*WORK TASK 1*.
In the corruption transcript, rewrite everything from "[Transcript appeared in" down to "dilemma at all.", with "mango" in place of "banana".
*WORK TASK 2*.
Answer these questions from the corruption transcript:
(a) What does the speaker call the project?
(b) On which pages, and in which book, did the transcript appear?
(c) Whose act does political corruption refer to?
*WORK TASK 3*.
Continue the corruption transcript from where it stops.

How to understand corruption?

[Transcript appeared in pp 206-8 “Classical Indian Thought and the English Language” edited by Mullick, et al]

Let us take the word ‘duty’ for the moment. Conflict in duties does not give you a moral dilemma. For a moral dilemma to occur two necessary conditions must exist: the prescribed set of duties must be logically consistent by virtue of which one is obliged to perform them all.  A dilemma pertains to a situation where one has an obligation to do A and an obligation to do B; but can in fact do only one. It is the perfect consistency of the system of duty that gives rise to the dilemma: a choice between A and B, between a banana and an orange is not a dilemma. It becomes a dilemma when you want both and can have only one. So, a moral dilemma cannot possibly describe a conflict of duties if one uses the word ‘duty’ here.  A conflict of dharmas is not a dilemma at all.

What I mean by decolonizing social Sciences is very simple thing. There are many domains today: sociology, political science, psychology, and anthropology that call themselves social sciences as distinct from humanities. So, I am not talking about decolonizing science in the specific sense given by Mohini Mullick. I do not consider the theories in these domains which call themselves social sciences to be science at all. Today, I see all of them without exception as ideologies. I call my project ‘Comparative Science of Culture’ because existing theories are not social sciences.

For instance: political corruption refers to the act of an individual public servant who is part of a state or a government and who acts against the public interest of the people or the interest of the state. Because state has an interest which coincides with the interest of the society, then any action that supports an individual’s interest is morally wrong. This is the meaning of political corruption.

*RECORD SET*.
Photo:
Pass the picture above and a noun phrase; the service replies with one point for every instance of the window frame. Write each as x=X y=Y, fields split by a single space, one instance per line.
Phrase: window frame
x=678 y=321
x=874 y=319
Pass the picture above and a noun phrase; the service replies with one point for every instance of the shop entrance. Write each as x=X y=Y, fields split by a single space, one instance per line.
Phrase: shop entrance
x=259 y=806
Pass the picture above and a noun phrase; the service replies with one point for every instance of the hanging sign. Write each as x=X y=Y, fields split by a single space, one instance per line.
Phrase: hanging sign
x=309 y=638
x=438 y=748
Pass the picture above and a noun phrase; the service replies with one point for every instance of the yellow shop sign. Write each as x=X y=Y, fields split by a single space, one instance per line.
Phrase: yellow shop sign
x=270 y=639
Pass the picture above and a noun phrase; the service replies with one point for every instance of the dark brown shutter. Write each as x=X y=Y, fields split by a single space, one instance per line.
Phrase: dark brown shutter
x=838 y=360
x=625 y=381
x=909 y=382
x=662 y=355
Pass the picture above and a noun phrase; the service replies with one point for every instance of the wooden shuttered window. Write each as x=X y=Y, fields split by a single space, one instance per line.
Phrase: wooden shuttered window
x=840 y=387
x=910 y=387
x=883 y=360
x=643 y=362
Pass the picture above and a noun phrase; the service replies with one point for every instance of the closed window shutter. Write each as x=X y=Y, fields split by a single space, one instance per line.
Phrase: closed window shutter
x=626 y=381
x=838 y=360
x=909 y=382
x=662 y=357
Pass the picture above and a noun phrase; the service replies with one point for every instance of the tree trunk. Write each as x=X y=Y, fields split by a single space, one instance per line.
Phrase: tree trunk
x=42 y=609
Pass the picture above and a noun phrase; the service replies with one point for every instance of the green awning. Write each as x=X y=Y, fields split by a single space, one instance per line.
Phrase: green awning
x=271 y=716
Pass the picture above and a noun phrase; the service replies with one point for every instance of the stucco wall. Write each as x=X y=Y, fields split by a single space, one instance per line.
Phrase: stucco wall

*EXPECTED OUTPUT 1*.
[Transcript appeared in pp 206-8 “Classical Indian Thought and the English Language” edited by Mullick, et al]

Let us take the word ‘duty’ for the moment. Conflict in duties does not give you a moral dilemma. For a moral dilemma to occur two necessary conditions must exist: the prescribed set of duties must be logically consistent by virtue of which one is obliged to perform them all.  A dilemma pertains to a situation where one has an obligation to do A and an obligation to do B; but can in fact do only one. It is the perfect consistency of the system of duty that gives rise to the dilemma: a choice between A and B, between a mango and an orange is not a dilemma. It becomes a dilemma when you want both and can have only one. So, a moral dilemma cannot possibly describe a conflict of duties if one uses the word ‘duty’ here.  A conflict of dharmas is not a dilemma at all.

*EXPECTED OUTPUT 2*.
(a) 'Comparative Science of Culture'
(b) Pages 206-8 of "Classical Indian Thought and the English Language"
(c) An individual public servant who is part of a state or a government and who acts against the public interest of the people or the interest of the state

*EXPECTED OUTPUT 3*.
I am very conservative. I want a scientific hypothesis in the sense that it solves a problem, has an explanatory potential and there is some way to test it. In this sense, political theory is completely bankrupt. I proffer two hypotheses which at least minimally do what you expect a hypothesis to do.

The first is purely historical in nature. You raised a question about the moral evaluations which comes from a completely Western ethics and is not Indian at all. We in India had our own forms of social organization. We had certain indigenous ways of governing, of organizing production. But with colonization came industrialization, bringing with it management institutions from the West; structures were imposed on native Indian industries, on native structures, which today are taught in MBA courses all over India. The result is institutional distortion, so that you come across extraordinary things that baffle management theorists.

More concretely: how were questions asked about tradition? Can we use the resources of our ancient Indian literature to tackle and explain this problem? I find the Indian tradition powerful because it can help generate scientific hypotheses beyond the reach of Western social scientists. That’s why I am against the latter, not because they are Western. I am not against everything Western: Physics, Chemistry, Mathematics, Biology come from the Western tradition.

(pp 206-8 “Classical Indian Thought and the English Language” edited by Mullick, et al.)